One of McMaster’s interests is New England history, especially the early twentieth century. He found inspiration in his parents’ reminiscences of growing up in that era, particularly his father's stories of riding the streetcars that plied city streets and country roads in those days. Those stories led him to write "The Trolley Days Series" of four historical novels. Set in the Connecticut River Valley of western Massachusetts, they follow the lives of four young people growing up in Holyoke, Massachusetts, in the tumultuous World War I era.
McMaster’s ancestral ties to Ireland led him to undertake a second project, "The County Wicklow Mysteries," in 2022. Set in modern-day Ireland, "Rose of Glenkerry" and "Fugitive from Injustice" follow the lives Rosie O’Malley and Cary McGurk as they set out on their adult lives in a changing world. Rosie’s story is unique in contemporary fiction, including her struggle with colitis as a child and adjusting to life with an ostomy.

===============

TASK DIRECTIONS
In the passage about McMaster's novels:
(a) How many historical novels make up "The Trolley Days Series"?
(b) In what year did McMaster undertake "The County Wicklow Mysteries"?
(c) Which two characters do "Rose of Glenkerry" and "Fugitive from Injustice" follow?
Rely only on the passage about McMaster's novels.

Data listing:

===============

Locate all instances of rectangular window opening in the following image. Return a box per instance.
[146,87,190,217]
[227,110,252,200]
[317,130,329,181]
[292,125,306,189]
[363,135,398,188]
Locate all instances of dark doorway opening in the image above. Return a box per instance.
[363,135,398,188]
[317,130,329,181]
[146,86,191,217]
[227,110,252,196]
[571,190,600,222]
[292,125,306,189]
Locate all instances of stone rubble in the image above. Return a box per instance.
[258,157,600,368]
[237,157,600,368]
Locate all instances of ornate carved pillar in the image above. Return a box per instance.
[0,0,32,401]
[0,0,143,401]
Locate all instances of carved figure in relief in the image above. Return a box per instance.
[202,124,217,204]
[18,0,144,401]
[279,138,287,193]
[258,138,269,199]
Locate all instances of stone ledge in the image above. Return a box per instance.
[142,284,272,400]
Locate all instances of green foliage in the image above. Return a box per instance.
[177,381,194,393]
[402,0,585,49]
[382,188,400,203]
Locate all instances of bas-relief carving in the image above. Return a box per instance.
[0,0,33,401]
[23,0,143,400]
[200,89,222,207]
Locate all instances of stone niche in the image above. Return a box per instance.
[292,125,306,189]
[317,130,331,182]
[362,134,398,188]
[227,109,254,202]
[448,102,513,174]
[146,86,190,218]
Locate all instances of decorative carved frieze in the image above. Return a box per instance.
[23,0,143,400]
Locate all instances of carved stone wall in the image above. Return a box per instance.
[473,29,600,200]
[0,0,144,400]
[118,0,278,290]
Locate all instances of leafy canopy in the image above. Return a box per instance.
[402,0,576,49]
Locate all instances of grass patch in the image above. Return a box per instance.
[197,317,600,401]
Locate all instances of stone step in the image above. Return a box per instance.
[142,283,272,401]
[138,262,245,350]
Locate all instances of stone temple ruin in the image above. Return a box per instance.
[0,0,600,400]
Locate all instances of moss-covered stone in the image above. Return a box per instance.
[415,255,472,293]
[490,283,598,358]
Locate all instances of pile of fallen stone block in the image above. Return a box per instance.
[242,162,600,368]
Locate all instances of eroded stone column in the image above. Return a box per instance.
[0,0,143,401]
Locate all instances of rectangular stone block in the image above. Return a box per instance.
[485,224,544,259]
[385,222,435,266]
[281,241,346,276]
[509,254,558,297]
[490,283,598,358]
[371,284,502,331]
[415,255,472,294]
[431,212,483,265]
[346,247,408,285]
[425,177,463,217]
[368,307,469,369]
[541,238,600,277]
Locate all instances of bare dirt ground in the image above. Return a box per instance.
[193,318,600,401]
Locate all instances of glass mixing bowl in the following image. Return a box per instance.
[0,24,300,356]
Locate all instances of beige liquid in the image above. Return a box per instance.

===============

IN RESPONSE
(a) Four.
(b) 2022.
(c) Rosie O'Malley and Cary McGurk.